> **Instruction**: Copy out everything in the rows below from the line containing "Verify for me: does any hosta" down to the line containing "xmin=0 ymin=232 xmax=215 ymax=374", with both of those lines included, and give nothing else.
-- Start --
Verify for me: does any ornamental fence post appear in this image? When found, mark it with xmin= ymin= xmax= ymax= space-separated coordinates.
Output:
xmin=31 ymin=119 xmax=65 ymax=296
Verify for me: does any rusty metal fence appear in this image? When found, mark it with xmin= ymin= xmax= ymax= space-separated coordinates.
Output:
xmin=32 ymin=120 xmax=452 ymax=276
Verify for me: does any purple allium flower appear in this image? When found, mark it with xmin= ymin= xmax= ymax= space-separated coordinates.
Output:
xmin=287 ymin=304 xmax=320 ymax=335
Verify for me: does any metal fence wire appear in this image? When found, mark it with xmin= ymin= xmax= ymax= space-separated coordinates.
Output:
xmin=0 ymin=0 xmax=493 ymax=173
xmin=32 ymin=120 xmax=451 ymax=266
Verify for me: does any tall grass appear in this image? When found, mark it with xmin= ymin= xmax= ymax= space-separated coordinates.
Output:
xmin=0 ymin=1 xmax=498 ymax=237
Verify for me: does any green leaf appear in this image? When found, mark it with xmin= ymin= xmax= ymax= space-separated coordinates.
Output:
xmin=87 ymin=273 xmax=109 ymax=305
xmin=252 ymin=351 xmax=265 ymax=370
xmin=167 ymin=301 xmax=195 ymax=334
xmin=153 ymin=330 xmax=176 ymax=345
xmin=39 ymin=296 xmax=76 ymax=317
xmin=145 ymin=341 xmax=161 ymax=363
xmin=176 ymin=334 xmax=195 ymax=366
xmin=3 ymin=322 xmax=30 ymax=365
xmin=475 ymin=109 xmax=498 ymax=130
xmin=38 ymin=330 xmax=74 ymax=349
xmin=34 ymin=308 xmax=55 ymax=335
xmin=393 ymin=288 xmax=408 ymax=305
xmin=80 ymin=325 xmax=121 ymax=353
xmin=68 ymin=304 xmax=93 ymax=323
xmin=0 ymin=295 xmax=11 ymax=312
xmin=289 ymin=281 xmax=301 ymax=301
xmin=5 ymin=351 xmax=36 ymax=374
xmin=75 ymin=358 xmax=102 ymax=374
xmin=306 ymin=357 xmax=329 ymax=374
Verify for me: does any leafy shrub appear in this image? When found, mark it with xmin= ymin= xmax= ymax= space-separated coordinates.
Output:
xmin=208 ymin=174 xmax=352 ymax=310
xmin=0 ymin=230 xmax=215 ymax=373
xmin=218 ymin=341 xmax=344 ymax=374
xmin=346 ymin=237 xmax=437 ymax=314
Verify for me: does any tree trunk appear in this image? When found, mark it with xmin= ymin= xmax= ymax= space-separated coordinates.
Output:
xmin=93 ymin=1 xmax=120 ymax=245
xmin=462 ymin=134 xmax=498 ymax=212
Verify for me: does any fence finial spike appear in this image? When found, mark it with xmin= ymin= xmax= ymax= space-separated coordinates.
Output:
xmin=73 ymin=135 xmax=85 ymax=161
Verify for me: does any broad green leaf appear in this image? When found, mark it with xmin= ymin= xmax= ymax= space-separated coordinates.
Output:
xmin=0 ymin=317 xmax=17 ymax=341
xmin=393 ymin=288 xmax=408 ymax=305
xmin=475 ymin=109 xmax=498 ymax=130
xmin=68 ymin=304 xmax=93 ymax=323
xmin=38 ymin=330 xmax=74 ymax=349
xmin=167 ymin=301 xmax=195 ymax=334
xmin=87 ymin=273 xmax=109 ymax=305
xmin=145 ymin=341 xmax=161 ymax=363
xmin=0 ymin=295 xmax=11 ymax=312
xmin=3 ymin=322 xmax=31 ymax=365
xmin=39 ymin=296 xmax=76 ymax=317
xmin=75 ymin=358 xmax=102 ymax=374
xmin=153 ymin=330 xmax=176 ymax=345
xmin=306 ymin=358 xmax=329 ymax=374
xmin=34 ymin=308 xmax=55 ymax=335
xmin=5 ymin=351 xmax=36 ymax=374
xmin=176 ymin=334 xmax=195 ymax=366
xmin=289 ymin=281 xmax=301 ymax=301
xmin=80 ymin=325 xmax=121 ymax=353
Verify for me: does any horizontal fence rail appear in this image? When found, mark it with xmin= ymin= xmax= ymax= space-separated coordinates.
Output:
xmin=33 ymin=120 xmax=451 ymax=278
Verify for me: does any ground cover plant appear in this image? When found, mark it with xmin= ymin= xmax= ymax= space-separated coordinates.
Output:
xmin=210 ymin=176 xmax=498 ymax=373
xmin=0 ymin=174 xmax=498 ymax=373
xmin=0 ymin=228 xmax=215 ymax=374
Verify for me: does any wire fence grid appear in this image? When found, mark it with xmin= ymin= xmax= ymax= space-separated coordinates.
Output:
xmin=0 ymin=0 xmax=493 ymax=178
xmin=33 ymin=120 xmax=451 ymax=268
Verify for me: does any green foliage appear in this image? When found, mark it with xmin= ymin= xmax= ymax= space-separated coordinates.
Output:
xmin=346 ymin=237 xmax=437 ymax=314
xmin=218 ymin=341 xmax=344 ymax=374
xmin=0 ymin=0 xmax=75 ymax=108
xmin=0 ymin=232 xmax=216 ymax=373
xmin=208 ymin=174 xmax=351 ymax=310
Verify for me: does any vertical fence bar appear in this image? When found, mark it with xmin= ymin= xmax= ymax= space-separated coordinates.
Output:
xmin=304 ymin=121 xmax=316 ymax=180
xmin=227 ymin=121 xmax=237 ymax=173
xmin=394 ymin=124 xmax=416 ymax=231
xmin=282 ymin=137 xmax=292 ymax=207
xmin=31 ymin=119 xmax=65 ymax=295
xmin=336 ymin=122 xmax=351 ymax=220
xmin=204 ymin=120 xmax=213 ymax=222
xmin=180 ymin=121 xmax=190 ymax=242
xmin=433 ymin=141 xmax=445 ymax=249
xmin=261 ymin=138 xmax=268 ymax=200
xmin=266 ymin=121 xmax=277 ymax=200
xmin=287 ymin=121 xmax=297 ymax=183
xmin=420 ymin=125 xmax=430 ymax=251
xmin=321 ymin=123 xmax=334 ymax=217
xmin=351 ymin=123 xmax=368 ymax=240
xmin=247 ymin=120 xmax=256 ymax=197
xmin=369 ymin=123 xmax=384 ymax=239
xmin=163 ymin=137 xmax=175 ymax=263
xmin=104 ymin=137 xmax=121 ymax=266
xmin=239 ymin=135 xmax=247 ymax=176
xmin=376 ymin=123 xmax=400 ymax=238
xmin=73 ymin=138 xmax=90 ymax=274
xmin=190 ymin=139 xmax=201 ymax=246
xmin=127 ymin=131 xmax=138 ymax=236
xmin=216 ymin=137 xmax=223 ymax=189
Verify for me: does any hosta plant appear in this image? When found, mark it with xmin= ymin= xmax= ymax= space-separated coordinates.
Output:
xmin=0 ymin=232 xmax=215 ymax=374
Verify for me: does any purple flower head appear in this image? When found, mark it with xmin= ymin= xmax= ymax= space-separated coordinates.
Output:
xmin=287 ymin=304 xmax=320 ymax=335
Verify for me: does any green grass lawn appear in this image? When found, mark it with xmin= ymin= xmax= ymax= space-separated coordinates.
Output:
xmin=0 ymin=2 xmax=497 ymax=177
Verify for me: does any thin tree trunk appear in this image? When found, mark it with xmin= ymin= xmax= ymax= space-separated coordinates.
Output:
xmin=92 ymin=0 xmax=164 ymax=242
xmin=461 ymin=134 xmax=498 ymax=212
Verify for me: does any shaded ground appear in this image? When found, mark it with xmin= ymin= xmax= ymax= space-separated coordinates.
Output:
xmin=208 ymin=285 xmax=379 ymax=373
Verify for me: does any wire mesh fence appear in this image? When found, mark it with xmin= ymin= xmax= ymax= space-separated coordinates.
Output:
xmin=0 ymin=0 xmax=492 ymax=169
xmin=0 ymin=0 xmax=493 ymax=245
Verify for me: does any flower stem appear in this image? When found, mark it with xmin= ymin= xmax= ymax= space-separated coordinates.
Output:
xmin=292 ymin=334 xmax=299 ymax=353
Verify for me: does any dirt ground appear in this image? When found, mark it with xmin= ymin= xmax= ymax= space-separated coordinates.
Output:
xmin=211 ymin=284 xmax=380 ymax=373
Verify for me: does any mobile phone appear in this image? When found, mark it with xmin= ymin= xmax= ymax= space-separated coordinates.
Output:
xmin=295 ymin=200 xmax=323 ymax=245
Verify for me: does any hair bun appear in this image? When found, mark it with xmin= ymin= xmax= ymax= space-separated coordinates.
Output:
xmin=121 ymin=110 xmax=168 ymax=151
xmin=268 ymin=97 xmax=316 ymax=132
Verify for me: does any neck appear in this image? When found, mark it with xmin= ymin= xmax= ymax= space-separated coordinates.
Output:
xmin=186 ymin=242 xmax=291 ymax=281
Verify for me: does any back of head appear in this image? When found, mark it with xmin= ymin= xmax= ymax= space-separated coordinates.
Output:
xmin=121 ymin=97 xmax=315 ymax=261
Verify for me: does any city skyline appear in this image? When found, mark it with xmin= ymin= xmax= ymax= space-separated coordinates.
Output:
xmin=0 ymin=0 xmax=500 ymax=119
-- End --
> **Solution**:
Verify for me: does any hosta plant appear in this image? When found, mark it with xmin= ymin= xmax= ymax= space-separated coordinates.
Output:
xmin=0 ymin=232 xmax=215 ymax=374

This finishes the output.